## Texte du document
Château de Thurant

Les ruines du château fort de Thurant (ou Thurandt) se dressent au sommet d'un éperon schisteux dominant la localité d'Alken sur la Moselle. Il se trouve dans l'Arrondissement de Mayen-Coblence (Rhénanie-Palatinat). L'adret est remarquable par ses abondants vignobles.

Le château fort de Thurant vue du nord-ouest.
Vue aérienne du château fort depuis l'est.

Au XIIIe siècle, il fut co-administré par les archevêchés de Cologne et de Trèves qui y déléguaient chacun un burgrave, possédant chacun leur donjon, leurs corps de logis, ateliers et cuisines, ainsi qu'un accès propre à la forteresse.

Au début du XVIe siècle, le château sombra dans l'abandon ; la Guerre de la Ligue d'Augsbourg acheva de le réduire en ruines. Robert Allmers (1872–1951), industriel originaire de Varel et cofondateur des usines Hansa-Lloyd de Brême, racheta le domaine en 1911 et entreprit des réparations. Le château reste aujourd’hui une propriété privée, mais peut, moyennant des frais d'inscription, être visité entre mars et novembre. Le Land de Rhénanie-Palatinat, comme la Convention de La Haye (1954), ont classé le château et le site Monument historiques[1].

## Tâche demandée
Recopiez, s'il vous plaît, tout ce qui va de "Vue aérienne du" jusqu'à "site Monument historiques[1]." dans le texte sur le château de Thurant, en renommant "burgrave" en "châtelain".

## Entrées affichées

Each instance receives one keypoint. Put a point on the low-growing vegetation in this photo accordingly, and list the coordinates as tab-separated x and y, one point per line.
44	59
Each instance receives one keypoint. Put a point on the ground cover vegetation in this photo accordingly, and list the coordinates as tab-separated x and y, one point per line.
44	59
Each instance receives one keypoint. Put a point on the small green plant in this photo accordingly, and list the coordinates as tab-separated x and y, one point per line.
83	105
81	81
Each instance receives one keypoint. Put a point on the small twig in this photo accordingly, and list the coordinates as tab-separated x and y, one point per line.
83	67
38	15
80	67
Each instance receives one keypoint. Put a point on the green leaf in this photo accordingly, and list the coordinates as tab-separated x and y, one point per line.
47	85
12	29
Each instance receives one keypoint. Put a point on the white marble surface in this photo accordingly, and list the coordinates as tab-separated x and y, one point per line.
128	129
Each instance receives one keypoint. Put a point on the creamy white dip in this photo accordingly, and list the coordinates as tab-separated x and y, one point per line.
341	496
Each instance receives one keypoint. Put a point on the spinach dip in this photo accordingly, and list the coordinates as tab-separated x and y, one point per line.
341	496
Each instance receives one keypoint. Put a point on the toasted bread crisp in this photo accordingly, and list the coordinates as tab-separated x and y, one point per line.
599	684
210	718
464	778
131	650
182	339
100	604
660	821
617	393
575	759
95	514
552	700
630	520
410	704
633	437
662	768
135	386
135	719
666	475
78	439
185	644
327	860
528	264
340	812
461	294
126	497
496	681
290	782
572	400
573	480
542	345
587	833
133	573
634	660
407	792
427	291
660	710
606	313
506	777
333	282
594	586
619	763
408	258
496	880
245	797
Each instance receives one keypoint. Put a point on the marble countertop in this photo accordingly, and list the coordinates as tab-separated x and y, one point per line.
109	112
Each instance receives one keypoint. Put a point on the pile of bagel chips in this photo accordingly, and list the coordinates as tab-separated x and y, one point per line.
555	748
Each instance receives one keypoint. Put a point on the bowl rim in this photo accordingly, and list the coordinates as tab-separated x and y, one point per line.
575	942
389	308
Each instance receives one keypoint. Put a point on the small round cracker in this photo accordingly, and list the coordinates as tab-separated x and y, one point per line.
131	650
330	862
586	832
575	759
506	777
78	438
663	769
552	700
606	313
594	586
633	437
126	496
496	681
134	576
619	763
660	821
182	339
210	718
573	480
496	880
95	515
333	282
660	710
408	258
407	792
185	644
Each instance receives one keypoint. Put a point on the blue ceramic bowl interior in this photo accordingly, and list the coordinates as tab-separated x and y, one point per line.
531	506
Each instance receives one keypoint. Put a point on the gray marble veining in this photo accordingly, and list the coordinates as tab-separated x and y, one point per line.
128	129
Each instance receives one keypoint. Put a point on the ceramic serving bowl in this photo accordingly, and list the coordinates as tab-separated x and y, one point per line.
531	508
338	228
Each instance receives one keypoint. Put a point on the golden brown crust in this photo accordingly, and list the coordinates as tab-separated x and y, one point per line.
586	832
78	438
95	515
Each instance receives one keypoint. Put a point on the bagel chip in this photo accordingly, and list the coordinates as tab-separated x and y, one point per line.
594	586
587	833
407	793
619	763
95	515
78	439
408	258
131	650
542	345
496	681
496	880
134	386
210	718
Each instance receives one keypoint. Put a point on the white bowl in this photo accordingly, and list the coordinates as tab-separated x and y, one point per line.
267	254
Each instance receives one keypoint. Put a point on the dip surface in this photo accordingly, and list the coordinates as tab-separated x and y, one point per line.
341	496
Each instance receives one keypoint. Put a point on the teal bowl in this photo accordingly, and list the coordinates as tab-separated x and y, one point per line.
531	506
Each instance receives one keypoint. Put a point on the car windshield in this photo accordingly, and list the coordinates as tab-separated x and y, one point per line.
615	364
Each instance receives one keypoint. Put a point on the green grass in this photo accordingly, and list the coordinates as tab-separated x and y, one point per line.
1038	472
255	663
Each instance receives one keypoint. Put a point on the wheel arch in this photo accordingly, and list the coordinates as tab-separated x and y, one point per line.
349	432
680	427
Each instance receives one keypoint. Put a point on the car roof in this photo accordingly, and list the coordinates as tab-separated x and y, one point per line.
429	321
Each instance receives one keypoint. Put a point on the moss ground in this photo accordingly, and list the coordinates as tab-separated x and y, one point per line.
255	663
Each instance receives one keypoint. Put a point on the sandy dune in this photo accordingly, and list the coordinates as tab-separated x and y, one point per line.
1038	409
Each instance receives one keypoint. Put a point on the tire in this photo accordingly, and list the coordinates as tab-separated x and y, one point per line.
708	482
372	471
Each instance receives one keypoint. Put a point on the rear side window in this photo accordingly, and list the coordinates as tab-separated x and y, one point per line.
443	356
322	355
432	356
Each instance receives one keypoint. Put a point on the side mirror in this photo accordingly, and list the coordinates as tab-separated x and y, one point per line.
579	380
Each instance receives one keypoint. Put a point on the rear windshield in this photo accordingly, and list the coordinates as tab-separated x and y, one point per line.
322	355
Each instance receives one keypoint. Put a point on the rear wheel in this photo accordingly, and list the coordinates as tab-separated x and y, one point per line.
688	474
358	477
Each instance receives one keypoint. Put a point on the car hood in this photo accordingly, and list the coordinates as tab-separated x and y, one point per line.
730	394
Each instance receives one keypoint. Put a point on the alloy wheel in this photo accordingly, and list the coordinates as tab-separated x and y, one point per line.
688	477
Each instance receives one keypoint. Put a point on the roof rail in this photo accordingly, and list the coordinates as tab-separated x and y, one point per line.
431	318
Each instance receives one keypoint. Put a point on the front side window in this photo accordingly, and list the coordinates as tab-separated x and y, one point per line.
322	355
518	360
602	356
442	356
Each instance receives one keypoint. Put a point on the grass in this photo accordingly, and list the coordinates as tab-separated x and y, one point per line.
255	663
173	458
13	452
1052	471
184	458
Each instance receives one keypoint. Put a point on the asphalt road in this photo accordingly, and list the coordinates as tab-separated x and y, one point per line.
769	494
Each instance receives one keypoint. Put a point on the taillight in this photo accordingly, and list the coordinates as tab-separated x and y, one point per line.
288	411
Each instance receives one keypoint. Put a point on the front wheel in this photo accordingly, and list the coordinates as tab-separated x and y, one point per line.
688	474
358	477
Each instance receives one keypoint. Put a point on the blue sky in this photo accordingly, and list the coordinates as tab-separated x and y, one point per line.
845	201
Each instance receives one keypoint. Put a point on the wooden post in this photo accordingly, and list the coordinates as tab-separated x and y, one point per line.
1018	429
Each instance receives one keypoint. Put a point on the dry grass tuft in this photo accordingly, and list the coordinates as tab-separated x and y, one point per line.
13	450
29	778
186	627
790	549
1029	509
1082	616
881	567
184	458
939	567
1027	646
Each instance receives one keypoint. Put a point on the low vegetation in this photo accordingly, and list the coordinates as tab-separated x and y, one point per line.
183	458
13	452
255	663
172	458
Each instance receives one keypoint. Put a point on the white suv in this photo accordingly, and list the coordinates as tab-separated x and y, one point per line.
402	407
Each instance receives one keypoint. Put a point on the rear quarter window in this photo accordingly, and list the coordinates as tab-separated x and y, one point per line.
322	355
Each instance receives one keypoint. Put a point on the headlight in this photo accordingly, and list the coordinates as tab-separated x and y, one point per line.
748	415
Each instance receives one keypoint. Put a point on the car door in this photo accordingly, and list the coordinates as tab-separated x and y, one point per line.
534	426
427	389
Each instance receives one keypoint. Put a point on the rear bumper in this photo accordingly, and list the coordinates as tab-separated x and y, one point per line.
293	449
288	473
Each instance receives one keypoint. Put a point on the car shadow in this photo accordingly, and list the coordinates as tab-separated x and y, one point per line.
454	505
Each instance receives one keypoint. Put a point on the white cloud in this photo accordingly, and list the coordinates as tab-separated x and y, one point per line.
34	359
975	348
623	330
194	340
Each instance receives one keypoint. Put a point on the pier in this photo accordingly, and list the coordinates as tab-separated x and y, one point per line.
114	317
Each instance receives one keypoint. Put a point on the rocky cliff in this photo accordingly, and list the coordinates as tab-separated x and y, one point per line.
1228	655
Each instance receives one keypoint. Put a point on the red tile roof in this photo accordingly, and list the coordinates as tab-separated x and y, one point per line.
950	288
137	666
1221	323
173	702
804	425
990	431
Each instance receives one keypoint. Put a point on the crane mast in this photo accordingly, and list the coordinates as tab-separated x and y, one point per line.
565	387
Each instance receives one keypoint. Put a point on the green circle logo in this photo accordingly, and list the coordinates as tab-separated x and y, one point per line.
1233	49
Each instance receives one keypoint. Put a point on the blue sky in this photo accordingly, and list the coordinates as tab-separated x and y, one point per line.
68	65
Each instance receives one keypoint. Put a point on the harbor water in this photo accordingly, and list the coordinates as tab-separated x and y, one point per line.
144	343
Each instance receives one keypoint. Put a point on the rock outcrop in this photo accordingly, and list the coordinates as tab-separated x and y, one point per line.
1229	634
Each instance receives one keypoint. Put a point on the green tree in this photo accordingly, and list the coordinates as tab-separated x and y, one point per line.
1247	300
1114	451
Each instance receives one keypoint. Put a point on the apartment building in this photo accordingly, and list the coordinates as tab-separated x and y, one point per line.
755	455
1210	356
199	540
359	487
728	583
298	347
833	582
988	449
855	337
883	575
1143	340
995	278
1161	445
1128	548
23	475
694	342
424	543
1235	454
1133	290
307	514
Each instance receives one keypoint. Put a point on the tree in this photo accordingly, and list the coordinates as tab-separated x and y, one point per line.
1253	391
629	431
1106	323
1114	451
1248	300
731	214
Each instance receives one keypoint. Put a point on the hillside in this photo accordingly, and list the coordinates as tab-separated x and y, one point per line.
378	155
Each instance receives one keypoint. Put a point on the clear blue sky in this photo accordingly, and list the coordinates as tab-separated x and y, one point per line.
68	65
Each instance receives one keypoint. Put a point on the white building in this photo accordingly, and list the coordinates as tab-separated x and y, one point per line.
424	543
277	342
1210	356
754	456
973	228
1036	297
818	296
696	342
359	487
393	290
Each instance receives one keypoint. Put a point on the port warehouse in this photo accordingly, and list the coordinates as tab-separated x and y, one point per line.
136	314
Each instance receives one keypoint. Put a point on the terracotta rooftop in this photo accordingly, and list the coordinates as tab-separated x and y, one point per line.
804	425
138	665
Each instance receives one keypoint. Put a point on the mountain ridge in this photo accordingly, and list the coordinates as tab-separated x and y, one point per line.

## Résultat de sortie
Vue aérienne du château fort depuis l'est.

Au XIIIe siècle, il fut co-administré par les archevêchés de Cologne et de Trèves qui y déléguaient chacun un châtelain, possédant chacun leur donjon, leurs corps de logis, ateliers et cuisines, ainsi qu'un accès propre à la forteresse.

Au début du XVIe siècle, le château sombra dans l'abandon ; la Guerre de la Ligue d'Augsbourg acheva de le réduire en ruines. Robert Allmers (1872–1951), industriel originaire de Varel et cofondateur des usines Hansa-Lloyd de Brême, racheta le domaine en 1911 et entreprit des réparations. Le château reste aujourd’hui une propriété privée, mais peut, moyennant des frais d'inscription, être visité entre mars et novembre. Le Land de Rhénanie-Palatinat, comme la Convention de La Haye (1954), ont classé le château et le site Monument historiques[1].